• Problem to work on
Your task is to repeat the entries exactly from their first line through the line with "written like [131,384].", and to stop there.

• Supplied records
────

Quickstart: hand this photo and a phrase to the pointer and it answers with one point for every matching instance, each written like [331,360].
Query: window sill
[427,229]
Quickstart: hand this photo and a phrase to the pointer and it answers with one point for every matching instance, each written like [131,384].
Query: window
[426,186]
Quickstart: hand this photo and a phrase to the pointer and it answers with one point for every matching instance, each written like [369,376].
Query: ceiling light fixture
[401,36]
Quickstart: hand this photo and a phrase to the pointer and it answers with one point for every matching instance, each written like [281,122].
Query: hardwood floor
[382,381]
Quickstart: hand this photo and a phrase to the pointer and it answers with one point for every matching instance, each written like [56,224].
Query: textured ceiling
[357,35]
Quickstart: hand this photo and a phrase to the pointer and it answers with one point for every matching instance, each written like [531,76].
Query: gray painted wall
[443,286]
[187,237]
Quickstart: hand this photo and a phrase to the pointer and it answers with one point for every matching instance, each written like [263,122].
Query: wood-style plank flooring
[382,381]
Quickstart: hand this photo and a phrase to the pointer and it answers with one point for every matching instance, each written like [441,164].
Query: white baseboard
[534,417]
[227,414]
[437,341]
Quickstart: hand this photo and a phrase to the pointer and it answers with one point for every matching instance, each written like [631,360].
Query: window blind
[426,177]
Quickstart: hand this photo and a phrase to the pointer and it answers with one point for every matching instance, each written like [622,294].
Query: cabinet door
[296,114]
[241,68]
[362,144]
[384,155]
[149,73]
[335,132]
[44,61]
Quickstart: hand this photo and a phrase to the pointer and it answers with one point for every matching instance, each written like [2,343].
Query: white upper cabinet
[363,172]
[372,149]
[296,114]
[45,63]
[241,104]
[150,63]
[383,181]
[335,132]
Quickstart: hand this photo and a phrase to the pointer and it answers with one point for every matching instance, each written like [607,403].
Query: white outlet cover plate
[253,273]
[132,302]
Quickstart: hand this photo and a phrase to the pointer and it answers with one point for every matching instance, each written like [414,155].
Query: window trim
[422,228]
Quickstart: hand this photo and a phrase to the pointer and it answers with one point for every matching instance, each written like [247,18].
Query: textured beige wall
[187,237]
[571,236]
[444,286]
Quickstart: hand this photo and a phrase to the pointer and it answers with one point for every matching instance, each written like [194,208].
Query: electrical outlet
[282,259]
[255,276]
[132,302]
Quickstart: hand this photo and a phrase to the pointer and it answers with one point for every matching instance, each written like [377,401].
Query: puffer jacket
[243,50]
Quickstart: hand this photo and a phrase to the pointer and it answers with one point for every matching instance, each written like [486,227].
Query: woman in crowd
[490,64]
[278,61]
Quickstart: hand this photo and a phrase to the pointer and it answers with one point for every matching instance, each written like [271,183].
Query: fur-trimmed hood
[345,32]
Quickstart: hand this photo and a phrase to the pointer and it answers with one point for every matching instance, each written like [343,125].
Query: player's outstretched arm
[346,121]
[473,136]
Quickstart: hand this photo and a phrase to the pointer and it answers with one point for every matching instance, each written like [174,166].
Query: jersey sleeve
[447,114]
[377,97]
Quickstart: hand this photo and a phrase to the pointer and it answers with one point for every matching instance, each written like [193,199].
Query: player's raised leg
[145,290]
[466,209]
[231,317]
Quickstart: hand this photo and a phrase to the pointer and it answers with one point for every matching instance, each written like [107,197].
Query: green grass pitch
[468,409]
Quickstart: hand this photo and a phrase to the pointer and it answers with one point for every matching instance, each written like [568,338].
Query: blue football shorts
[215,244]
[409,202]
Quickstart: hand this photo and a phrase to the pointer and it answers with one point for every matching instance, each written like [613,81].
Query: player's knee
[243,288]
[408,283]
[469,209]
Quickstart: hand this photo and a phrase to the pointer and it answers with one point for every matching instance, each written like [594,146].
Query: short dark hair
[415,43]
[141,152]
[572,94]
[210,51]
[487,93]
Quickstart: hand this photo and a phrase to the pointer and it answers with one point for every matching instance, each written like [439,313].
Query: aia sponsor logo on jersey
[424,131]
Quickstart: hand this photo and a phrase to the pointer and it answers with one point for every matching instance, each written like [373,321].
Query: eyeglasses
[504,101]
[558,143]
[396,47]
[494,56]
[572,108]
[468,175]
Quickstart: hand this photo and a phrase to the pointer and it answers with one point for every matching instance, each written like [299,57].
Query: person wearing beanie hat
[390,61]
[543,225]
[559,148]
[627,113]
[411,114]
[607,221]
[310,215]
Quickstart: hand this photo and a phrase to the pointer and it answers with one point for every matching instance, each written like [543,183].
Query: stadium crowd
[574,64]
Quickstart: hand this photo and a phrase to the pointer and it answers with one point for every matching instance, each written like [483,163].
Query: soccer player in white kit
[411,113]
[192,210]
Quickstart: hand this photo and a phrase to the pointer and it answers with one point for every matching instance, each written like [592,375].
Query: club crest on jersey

────

• Solution below
Quickstart: hand this photo and a phrase to the pointer and it answers with one point for every matching instance, each written like [331,360].
Query: window sill
[427,229]
Quickstart: hand this photo and a phrase to the pointer and it answers with one point for every matching instance, each written like [131,384].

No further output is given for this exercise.